**Excerpted data:**

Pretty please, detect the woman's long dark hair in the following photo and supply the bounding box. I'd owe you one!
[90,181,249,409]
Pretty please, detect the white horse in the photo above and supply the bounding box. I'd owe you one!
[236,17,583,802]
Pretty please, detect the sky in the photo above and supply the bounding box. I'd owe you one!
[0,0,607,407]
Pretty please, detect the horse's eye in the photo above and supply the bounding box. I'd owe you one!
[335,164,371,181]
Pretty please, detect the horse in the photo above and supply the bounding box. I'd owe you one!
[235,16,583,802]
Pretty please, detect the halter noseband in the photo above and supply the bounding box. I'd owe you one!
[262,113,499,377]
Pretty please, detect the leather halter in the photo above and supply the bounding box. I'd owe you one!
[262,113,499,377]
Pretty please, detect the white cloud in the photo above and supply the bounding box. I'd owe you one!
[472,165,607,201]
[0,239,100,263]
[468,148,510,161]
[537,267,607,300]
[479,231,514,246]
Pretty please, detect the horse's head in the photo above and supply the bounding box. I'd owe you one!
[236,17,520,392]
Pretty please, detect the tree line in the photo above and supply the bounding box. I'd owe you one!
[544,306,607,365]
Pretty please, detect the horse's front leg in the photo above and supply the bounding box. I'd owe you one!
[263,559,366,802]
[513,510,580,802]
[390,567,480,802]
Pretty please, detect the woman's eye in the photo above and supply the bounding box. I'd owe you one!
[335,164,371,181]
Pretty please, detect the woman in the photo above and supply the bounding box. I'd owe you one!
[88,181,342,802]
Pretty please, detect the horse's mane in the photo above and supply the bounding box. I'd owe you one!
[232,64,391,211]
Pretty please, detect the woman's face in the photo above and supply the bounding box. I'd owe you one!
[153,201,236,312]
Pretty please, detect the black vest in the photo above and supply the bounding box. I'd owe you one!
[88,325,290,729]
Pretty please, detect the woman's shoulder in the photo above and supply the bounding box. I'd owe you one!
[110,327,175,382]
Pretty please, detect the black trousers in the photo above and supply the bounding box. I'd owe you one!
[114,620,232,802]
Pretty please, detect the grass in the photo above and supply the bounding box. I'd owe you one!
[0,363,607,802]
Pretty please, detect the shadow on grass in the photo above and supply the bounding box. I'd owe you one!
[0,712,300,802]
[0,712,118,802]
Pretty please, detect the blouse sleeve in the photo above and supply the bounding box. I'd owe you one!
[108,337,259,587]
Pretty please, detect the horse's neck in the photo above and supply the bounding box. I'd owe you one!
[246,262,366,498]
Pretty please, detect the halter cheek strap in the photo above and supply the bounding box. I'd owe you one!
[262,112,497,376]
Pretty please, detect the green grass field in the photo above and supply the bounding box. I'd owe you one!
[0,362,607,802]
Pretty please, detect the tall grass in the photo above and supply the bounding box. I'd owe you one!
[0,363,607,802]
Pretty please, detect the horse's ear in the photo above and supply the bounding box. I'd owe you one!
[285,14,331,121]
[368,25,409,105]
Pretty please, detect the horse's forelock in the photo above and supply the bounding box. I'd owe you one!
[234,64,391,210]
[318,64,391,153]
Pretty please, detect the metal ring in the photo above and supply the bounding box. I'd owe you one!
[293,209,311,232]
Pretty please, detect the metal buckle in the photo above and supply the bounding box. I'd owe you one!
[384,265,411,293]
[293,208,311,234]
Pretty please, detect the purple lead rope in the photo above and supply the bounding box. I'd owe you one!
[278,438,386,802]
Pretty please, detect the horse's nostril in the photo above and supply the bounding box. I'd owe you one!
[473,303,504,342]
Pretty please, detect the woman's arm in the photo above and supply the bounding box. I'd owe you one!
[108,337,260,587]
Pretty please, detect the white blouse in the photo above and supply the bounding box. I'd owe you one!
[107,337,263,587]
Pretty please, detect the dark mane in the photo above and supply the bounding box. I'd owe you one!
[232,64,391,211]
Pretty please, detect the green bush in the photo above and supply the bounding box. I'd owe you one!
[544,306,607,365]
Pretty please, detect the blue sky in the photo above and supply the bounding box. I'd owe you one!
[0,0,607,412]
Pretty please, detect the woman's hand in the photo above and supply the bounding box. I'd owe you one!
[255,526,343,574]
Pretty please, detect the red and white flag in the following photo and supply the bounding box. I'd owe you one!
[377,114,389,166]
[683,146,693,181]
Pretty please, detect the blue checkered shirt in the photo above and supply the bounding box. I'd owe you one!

**Stated problem:**
State how many lines in the records above contain the string "woman", with case taken into account. Reply with the number alone.

**Result of the exercise:**
7